Challenge => Starting at the line that contains "In this exercise you will pick out the dust" and continuing through the end of the entries, write those lines out again with the requests included. Offset every coordinate in the answers by -61.

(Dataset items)
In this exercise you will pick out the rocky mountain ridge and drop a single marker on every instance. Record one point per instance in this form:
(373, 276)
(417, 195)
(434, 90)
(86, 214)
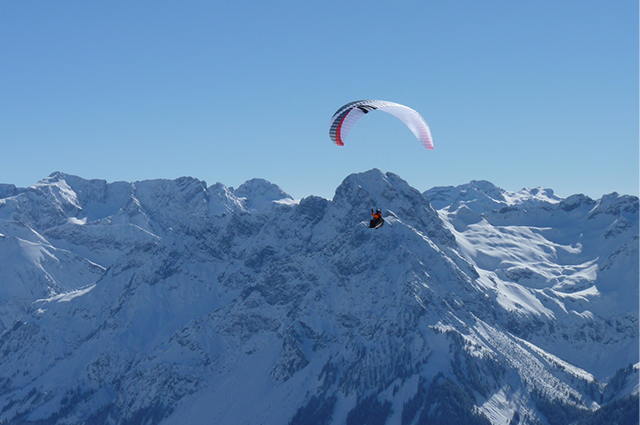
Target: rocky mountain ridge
(169, 301)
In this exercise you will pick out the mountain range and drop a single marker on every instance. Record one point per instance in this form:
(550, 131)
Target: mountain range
(175, 302)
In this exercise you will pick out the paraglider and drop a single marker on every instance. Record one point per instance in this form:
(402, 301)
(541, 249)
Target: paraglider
(376, 221)
(344, 119)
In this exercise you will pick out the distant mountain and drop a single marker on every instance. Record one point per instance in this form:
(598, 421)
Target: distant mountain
(170, 301)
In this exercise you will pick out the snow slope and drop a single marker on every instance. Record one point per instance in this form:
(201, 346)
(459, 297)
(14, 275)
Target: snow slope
(170, 301)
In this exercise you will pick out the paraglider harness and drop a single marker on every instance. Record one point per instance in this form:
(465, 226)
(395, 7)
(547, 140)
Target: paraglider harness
(377, 221)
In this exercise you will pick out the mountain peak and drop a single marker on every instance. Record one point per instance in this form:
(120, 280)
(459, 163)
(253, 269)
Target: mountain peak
(260, 194)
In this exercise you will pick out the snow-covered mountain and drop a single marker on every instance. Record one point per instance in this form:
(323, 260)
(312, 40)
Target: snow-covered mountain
(175, 302)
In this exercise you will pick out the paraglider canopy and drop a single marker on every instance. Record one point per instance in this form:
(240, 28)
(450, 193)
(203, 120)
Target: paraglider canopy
(344, 119)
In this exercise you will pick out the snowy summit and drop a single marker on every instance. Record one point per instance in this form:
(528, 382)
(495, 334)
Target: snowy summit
(172, 302)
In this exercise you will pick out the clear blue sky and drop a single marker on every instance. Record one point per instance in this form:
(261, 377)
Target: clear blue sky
(522, 94)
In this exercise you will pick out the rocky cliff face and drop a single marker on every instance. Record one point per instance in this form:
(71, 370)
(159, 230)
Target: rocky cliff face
(173, 302)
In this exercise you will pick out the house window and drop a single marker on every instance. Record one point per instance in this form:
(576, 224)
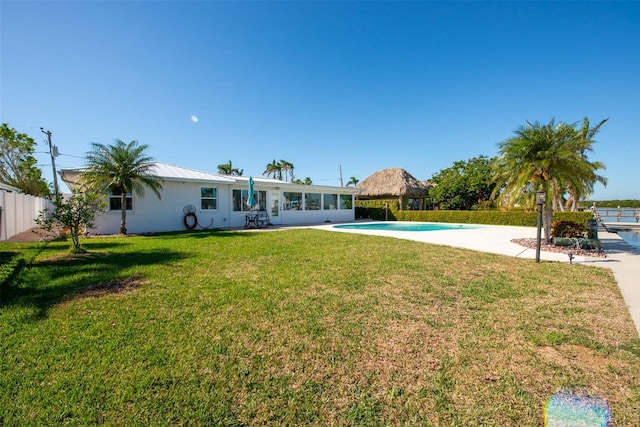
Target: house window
(346, 201)
(292, 201)
(208, 198)
(115, 200)
(240, 198)
(312, 201)
(330, 201)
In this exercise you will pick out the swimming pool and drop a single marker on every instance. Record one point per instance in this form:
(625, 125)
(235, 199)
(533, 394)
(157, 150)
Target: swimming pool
(404, 226)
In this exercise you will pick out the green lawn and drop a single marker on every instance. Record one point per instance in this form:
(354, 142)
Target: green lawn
(303, 327)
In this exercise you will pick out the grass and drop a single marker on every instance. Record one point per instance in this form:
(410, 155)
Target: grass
(303, 327)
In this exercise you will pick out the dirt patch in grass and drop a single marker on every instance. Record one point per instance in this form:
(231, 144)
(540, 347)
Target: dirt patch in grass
(115, 286)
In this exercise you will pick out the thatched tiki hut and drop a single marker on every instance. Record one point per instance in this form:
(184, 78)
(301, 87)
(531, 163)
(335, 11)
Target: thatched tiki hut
(395, 182)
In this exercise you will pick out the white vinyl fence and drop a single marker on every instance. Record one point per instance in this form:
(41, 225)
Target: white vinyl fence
(18, 212)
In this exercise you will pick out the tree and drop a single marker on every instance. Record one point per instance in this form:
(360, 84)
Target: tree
(463, 186)
(287, 168)
(125, 168)
(76, 212)
(274, 168)
(228, 169)
(353, 181)
(307, 181)
(18, 166)
(549, 158)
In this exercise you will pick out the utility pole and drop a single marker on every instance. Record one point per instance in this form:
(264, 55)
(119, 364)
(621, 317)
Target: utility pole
(53, 150)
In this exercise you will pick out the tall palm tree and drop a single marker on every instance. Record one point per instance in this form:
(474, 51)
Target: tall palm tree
(274, 168)
(122, 167)
(228, 169)
(541, 157)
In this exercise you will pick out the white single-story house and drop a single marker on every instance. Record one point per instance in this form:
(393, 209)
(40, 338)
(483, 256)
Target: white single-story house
(219, 201)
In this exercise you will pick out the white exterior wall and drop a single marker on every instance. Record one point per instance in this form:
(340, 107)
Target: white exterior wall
(152, 215)
(19, 212)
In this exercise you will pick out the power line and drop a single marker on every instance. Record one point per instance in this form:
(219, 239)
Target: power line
(53, 150)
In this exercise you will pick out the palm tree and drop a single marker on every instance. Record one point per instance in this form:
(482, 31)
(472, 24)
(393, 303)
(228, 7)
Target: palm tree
(287, 168)
(228, 169)
(274, 168)
(546, 157)
(122, 167)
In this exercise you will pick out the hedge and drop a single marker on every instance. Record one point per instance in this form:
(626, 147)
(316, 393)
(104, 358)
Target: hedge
(376, 209)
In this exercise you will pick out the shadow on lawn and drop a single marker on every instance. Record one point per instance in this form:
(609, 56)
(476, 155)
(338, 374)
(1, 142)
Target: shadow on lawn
(30, 283)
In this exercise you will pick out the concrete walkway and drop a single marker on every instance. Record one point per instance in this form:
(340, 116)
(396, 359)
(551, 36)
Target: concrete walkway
(622, 258)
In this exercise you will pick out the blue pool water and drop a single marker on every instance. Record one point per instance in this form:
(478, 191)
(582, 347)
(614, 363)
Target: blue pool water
(631, 237)
(404, 226)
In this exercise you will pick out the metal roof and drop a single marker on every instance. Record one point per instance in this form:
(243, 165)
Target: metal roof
(179, 173)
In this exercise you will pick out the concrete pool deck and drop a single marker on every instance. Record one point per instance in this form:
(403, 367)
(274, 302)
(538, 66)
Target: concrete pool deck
(622, 258)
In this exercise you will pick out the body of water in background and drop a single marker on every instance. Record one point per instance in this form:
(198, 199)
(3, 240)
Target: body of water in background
(618, 214)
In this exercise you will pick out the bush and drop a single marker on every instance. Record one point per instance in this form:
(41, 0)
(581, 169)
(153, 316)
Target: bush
(568, 229)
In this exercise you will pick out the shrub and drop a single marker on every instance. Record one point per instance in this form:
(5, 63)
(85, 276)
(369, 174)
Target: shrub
(565, 228)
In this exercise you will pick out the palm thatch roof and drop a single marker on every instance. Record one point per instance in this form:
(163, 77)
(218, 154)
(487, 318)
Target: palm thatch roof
(393, 182)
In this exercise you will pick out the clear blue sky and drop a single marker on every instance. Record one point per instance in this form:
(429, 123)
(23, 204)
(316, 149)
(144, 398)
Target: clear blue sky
(364, 85)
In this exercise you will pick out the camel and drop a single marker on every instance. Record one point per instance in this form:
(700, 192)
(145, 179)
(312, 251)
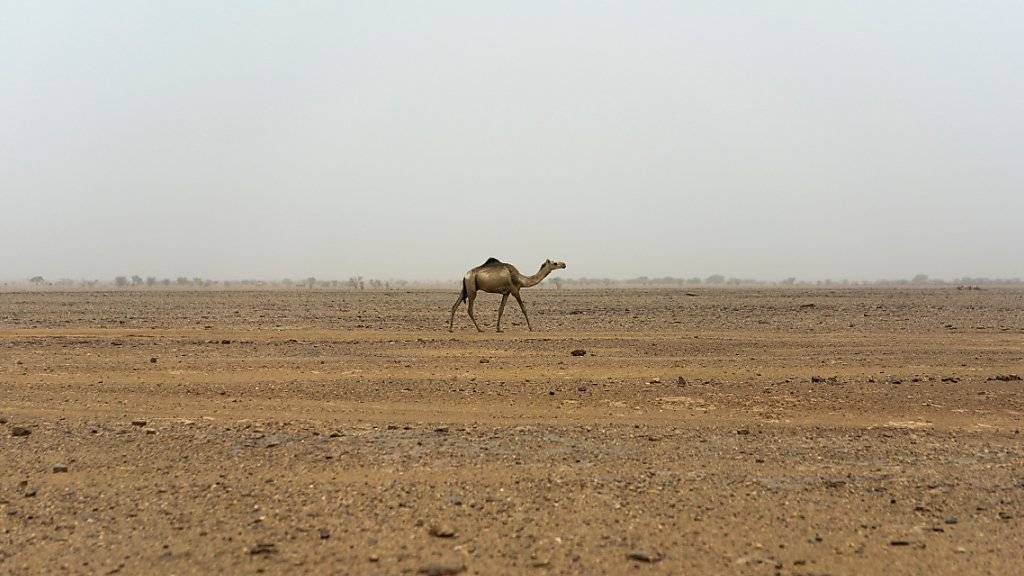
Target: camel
(499, 278)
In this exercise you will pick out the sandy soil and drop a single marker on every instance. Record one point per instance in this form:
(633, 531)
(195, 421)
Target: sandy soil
(761, 432)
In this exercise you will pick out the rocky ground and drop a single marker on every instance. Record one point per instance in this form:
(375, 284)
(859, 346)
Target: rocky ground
(747, 432)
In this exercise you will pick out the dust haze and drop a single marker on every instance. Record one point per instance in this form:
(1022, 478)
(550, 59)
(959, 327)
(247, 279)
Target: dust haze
(413, 140)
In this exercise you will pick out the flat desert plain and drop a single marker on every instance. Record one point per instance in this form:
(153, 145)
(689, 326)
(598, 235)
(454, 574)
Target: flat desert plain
(709, 432)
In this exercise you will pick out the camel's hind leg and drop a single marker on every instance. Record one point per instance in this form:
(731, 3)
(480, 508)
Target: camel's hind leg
(454, 309)
(472, 296)
(523, 309)
(501, 309)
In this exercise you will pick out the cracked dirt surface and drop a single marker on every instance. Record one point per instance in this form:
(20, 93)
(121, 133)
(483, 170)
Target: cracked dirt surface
(747, 432)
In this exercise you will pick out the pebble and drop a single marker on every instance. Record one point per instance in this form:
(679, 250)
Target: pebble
(441, 569)
(263, 548)
(645, 557)
(441, 531)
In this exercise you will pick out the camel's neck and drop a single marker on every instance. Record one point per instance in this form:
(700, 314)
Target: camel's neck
(528, 281)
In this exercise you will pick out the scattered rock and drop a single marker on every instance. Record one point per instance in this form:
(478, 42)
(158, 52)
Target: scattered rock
(645, 557)
(263, 548)
(441, 531)
(441, 569)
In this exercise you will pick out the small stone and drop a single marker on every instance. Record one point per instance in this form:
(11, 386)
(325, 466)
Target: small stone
(441, 569)
(263, 548)
(441, 531)
(645, 557)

Answer to the task =>
In this exercise you will pick out the dust haze and drop a single marker on every instance. Record one point per instance in this form:
(1022, 478)
(550, 59)
(959, 327)
(247, 279)
Target: dust haze
(352, 79)
In this exercise you will pick out the flat desert plain and drop a single marker on every instance. Record one point per instance in this form:
(153, 145)
(689, 326)
(598, 235)
(454, 574)
Target: flat desert plain
(648, 371)
In this exercise you will pick out the camel's hind leg and drop a single marker on every instance. Record one point per instance in this form:
(731, 3)
(480, 508)
Target: camel's hind leg
(393, 248)
(411, 235)
(462, 248)
(440, 248)
In this exercise you will pick out the cracked dirt surface and drop a single marker on every instance. Record one point per instance in this form:
(20, 93)
(121, 133)
(483, 170)
Target: cracked dirt surface
(686, 371)
In this exercise you will pick out the pebble and drop a single marker on every instance. Record one point per instance in this form:
(679, 250)
Target: pebble
(380, 508)
(202, 487)
(584, 496)
(380, 470)
In this exercise you will pick out the camel's neck and drop a single marker on every instance. Record one point per instance in this form:
(700, 314)
Target: camel's neck
(467, 220)
In this exercise you will pick out the scattered rock and drop a single marker on every instance. Record one point per instance in this form:
(478, 42)
(158, 52)
Target: scattered rock
(584, 496)
(202, 487)
(380, 470)
(380, 508)
In this exercise you will pick out the small stone and drop a single marker on every instance. Record one point per instance in this form:
(11, 386)
(325, 466)
Target: small stone
(380, 508)
(202, 487)
(380, 470)
(584, 496)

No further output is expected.